The exercise
Rewrite each of the items below, changing "component" to "module" and leaving every other word as it stands.
━━━ Available data
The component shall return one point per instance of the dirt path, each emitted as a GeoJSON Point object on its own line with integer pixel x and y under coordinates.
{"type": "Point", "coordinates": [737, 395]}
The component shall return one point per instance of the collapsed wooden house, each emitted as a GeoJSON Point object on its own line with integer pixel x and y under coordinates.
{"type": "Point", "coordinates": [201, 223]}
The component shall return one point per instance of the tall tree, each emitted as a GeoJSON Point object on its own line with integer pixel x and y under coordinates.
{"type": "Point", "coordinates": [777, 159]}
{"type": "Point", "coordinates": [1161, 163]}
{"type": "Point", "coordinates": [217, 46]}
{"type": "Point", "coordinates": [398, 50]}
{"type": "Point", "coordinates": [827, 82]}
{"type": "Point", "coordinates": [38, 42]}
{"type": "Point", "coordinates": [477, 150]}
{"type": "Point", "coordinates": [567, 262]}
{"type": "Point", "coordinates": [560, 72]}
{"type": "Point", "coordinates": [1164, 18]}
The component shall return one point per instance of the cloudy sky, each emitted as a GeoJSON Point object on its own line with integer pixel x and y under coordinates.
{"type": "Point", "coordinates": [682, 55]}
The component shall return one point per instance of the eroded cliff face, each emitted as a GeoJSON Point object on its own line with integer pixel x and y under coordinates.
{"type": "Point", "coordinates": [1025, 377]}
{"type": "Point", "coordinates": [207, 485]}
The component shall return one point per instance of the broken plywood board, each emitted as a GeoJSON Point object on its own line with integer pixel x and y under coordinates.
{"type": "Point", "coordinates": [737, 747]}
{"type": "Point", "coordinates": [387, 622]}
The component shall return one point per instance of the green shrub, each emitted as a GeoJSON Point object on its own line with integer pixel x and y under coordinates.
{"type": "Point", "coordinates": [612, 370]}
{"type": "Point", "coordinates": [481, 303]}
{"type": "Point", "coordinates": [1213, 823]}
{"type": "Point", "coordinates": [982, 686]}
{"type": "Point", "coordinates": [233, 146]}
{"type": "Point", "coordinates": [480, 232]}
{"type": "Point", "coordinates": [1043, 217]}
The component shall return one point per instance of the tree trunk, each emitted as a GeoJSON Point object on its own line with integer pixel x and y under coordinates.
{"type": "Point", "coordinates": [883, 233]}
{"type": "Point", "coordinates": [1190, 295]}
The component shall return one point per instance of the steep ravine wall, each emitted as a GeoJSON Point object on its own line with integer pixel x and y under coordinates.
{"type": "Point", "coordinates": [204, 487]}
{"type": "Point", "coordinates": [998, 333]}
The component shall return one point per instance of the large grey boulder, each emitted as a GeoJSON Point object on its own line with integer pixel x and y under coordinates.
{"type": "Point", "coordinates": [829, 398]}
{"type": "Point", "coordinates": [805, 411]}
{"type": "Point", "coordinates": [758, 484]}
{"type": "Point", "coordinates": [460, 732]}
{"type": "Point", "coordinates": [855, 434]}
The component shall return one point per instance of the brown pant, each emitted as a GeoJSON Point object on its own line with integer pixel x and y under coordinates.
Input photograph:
━━━━━━
Correct answer
The module shall return one point per instance of the dirt path, each emitted as a GeoJSON Point object on its own line with integer pixel x and y under coordinates.
{"type": "Point", "coordinates": [737, 395]}
The module shall return one point per instance of the collapsed wooden house, each emitted as a GeoJSON Point object on its own line with integer pixel x and y under coordinates.
{"type": "Point", "coordinates": [201, 223]}
The module shall return one point per instance of the tall tree, each emitted as a GeoJSON Point object on its own line with integer pixel x and y under coordinates.
{"type": "Point", "coordinates": [777, 159]}
{"type": "Point", "coordinates": [1161, 163]}
{"type": "Point", "coordinates": [217, 46]}
{"type": "Point", "coordinates": [398, 50]}
{"type": "Point", "coordinates": [827, 82]}
{"type": "Point", "coordinates": [38, 42]}
{"type": "Point", "coordinates": [477, 150]}
{"type": "Point", "coordinates": [567, 262]}
{"type": "Point", "coordinates": [560, 72]}
{"type": "Point", "coordinates": [1164, 18]}
The module shall return one point per instance of the cloudy sky, each emitted as a GeoJSON Point object on its own line with integer pixel x and y under coordinates.
{"type": "Point", "coordinates": [682, 55]}
The module shall return one point per instance of the eroded cliff face, each emitted as a GeoJSON Point object on its own line with integer pixel x and y under coordinates.
{"type": "Point", "coordinates": [1025, 377]}
{"type": "Point", "coordinates": [207, 485]}
The module shall return one point per instance of the broken plywood board, each emitted as a GeoJSON Point object on its own line with integer pixel x and y under coordinates.
{"type": "Point", "coordinates": [737, 747]}
{"type": "Point", "coordinates": [387, 622]}
The module shall return one point per instance of the green shrub, each emitted as a GeoJSON Point object on its own line with integer pixel x and y under coordinates.
{"type": "Point", "coordinates": [612, 370]}
{"type": "Point", "coordinates": [481, 303]}
{"type": "Point", "coordinates": [1213, 823]}
{"type": "Point", "coordinates": [982, 686]}
{"type": "Point", "coordinates": [233, 146]}
{"type": "Point", "coordinates": [480, 232]}
{"type": "Point", "coordinates": [1043, 217]}
The module shall return one point per instance of the tree trunk, each emitted as a GeoJSON Point object on its own line with integer pixel x and y under coordinates.
{"type": "Point", "coordinates": [883, 233]}
{"type": "Point", "coordinates": [1190, 295]}
The module shall return one point per instance of the steep ravine wall, each emitted as a GeoJSON Point object on its own line with integer pixel x and y under coordinates.
{"type": "Point", "coordinates": [204, 487]}
{"type": "Point", "coordinates": [998, 333]}
The module shall return one point per instance of the large grey boulder, each emitted as a GeoJSON Point object on its own line with integer pixel x and y under coordinates.
{"type": "Point", "coordinates": [829, 398]}
{"type": "Point", "coordinates": [805, 411]}
{"type": "Point", "coordinates": [758, 484]}
{"type": "Point", "coordinates": [460, 732]}
{"type": "Point", "coordinates": [855, 434]}
The module shall return one point per instance of the brown pant, each emitted as a GeoJSON Point object on its own line with integer pixel x and y under coordinates.
Input photograph:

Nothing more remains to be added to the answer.